>> BEGIN SUPPLIED INFORMATION

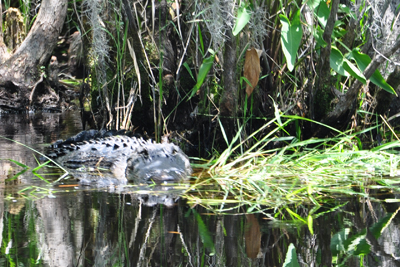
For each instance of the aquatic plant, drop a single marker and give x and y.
(279, 171)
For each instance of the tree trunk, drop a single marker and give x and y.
(20, 73)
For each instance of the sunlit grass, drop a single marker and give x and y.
(313, 171)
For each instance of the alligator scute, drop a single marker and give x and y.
(96, 156)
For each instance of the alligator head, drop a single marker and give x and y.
(124, 158)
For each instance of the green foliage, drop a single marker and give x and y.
(291, 257)
(291, 35)
(363, 61)
(203, 71)
(243, 17)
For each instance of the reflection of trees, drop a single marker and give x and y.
(119, 229)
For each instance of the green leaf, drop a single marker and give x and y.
(354, 71)
(203, 71)
(310, 224)
(205, 235)
(19, 164)
(242, 19)
(336, 61)
(318, 33)
(291, 35)
(363, 60)
(189, 70)
(322, 13)
(291, 257)
(313, 4)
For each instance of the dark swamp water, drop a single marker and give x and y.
(65, 224)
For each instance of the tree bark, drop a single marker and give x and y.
(20, 73)
(339, 117)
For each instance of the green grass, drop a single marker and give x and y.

>> END SUPPLIED INFORMATION

SET PROBLEM
Copy out every line above word for word, omitting the picture.

FINISHED TASK
For each instance of the aquatic plant, drop a single marker and give x and y.
(279, 171)
For each instance of the tree trunk, drop a single marker and give x and y.
(20, 73)
For each instance of the sunlit grass, drop a single marker and give x and y.
(313, 171)
For each instance of the alligator scute, drop a single marker and give x and y.
(96, 156)
For each instance of the alligator head, drop a single marker and give x and y.
(124, 158)
For each instance of the green foliage, drop a single marker and give x and y.
(291, 257)
(291, 35)
(363, 61)
(203, 71)
(243, 17)
For each instance of the reflection of trees, drop a single marker and give x and y.
(119, 229)
For each instance of the green leaf, drop a single marker and give x and y.
(354, 71)
(203, 71)
(310, 224)
(205, 235)
(19, 164)
(242, 19)
(336, 61)
(318, 33)
(291, 35)
(363, 60)
(189, 70)
(322, 13)
(291, 257)
(313, 4)
For each instance of the dark swamp water, drop a single marker and give x and y.
(65, 224)
For each instance of the tree bark, drop a single marker and give x and y.
(20, 73)
(339, 117)
For each instance of the green grass, drop a single marker and give x and y.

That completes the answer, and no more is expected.